■ **Given problem A**
From the passage on metal/molecule/silicon electrical contacts, quote everything from "Over the last" down to "the molecule-metal contact24.".
■ **Given problem B**
According to the passage on metal/molecule/silicon electrical contacts, what happens when gold films are deposited onto the distal end of molecular monolayers assembled on silicon surfaces?

Most efforts to date to prepare metal/molecule/silicon electrical contacts have involved macroscopic devices (ca. 10−3 cm2) comprising very large ensembles of molecules13,14,15,16. The top contact with a second electrode is usually made via metal deposition on the top of the organic layer either by evaporation or via Hg or alloy-metal contacts17,18. This macroscopic approach has provided most of the knowledge we have about charge transport across the molecule-semiconductor junction, however, they do suffer from critical drawbacks as fundamental platforms for charge transport studies. For instance, it is known that deposition of gold films onto the distal end of molecular monolayers assembled on silicon surfaces causes penetration of the metal into the monolayer (pinholes) resulting in deteriorated performance and reproducibility19,20. There are also issues regarding the quality of the contact between the top electrode and the organic layer that has enormous effects on the current responses. For instance, current–voltage properties of a large-scale tunnelling junctions can range from those of a resistor to those of a diode depending on the size and geometry of the top-metal contact21,22. Hence, fundamental approaches to study metal/molecule/silicon electrical contacts go through controlling the physical and chemical properties of the top contact between the metal electrode and the monolayer-covered silicon electrode. One of the solutions would be a contact between the top-metal electrode and an individual molecule connected to the bottom silicon electrode, which allows for a fixed distance between the junction electrodes and would limit to one (the molecular backbone) the channels across which electrons transport.

Over the last decade, there have been great technical advances in electrical measurements at the single-molecule level2,3,6,23 and, for instance, we and others have been able to assemble single-molecule diodes by bridging chemically asymmetrical molecules between two metal leads24,25,26. Such single-molecule circuits constitute the prove of concept of single-molecule circuitry, although they have been limited to metal platforms leading to a restricted scope for practical applications due to their mechanical instability, their limited rectification ratios and their sensitivity to the structure of the molecule-metal contact24.

■ **Dataset rows**
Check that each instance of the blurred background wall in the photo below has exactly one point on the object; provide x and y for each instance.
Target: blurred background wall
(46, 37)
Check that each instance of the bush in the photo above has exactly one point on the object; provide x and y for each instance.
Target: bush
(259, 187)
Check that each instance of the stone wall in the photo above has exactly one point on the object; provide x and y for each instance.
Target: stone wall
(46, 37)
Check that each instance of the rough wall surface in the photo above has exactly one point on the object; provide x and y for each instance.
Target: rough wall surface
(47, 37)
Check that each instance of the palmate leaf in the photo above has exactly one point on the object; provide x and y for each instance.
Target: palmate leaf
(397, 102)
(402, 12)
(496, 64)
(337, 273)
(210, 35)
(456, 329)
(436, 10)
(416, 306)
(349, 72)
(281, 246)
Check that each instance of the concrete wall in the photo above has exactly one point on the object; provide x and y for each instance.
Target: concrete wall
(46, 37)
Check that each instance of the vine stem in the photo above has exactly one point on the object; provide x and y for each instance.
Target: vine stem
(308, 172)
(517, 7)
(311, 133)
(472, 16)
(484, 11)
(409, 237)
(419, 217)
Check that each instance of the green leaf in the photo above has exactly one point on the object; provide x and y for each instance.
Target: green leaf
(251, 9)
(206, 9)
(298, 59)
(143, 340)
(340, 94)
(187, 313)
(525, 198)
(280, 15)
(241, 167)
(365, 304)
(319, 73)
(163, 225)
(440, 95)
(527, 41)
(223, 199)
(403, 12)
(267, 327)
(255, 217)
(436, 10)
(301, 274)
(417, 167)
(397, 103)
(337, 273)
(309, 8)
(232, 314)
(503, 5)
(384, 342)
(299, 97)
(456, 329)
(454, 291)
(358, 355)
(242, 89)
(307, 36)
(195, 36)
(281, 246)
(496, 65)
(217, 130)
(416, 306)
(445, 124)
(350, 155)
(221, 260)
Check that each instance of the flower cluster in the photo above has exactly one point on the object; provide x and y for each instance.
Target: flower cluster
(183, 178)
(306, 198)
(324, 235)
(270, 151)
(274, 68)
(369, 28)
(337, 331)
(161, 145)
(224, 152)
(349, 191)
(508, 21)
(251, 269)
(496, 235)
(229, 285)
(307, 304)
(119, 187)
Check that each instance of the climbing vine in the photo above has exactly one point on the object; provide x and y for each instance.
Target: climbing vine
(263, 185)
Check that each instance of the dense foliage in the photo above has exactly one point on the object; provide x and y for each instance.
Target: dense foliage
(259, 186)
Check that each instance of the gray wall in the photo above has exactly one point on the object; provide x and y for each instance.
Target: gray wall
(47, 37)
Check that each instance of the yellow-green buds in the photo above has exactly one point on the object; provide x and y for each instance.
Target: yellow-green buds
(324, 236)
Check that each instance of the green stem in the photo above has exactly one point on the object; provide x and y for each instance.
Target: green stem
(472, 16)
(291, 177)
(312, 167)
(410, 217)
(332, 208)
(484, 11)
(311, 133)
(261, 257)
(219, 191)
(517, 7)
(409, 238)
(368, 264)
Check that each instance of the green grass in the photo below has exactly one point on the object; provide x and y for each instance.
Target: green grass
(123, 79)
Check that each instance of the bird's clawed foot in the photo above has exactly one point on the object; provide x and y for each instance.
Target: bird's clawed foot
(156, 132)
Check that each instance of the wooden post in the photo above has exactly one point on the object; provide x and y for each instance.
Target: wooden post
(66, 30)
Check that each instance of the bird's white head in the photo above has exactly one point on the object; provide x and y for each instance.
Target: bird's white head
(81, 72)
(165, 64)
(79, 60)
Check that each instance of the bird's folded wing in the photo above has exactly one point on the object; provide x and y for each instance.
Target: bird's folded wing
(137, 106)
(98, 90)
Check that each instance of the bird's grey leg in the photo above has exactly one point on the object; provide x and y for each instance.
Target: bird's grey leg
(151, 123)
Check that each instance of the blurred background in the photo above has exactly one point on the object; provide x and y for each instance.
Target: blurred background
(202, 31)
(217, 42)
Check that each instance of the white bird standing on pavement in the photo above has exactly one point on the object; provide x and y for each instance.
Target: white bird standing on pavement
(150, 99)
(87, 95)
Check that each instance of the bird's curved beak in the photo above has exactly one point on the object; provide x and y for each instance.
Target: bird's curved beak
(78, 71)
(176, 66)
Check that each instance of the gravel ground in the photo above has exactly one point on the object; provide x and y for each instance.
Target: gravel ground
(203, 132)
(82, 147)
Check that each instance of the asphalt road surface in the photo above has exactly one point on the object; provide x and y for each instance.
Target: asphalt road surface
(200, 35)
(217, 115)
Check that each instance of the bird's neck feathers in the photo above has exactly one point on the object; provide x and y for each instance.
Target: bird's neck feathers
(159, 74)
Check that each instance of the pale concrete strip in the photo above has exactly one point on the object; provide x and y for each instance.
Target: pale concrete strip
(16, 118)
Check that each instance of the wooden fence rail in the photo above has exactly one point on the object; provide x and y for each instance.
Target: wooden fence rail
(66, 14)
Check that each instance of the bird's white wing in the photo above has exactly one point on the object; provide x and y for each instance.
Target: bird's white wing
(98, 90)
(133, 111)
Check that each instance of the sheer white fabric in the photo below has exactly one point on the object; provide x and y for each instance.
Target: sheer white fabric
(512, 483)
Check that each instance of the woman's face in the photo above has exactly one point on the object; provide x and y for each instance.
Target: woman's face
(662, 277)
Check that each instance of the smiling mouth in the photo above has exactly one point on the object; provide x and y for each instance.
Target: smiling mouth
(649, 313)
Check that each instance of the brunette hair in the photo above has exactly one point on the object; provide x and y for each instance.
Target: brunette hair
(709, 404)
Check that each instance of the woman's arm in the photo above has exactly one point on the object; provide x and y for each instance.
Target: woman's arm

■ **Result A**
Over the last decade, there have been great technical advances in electrical measurements at the single-molecule level2,3,6,23 and, for instance, we and others have been able to assemble single-molecule diodes by bridging chemically asymmetrical molecules between two metal leads24,25,26. Such single-molecule circuits constitute the prove of concept of single-molecule circuitry, although they have been limited to metal platforms leading to a restricted scope for practical applications due to their mechanical instability, their limited rectification ratios and their sensitivity to the structure of the molecule-metal contact24.

■ **Result B**
The metal penetrates the monolayer, forming pinholes, which deteriorates performance and reproducibility.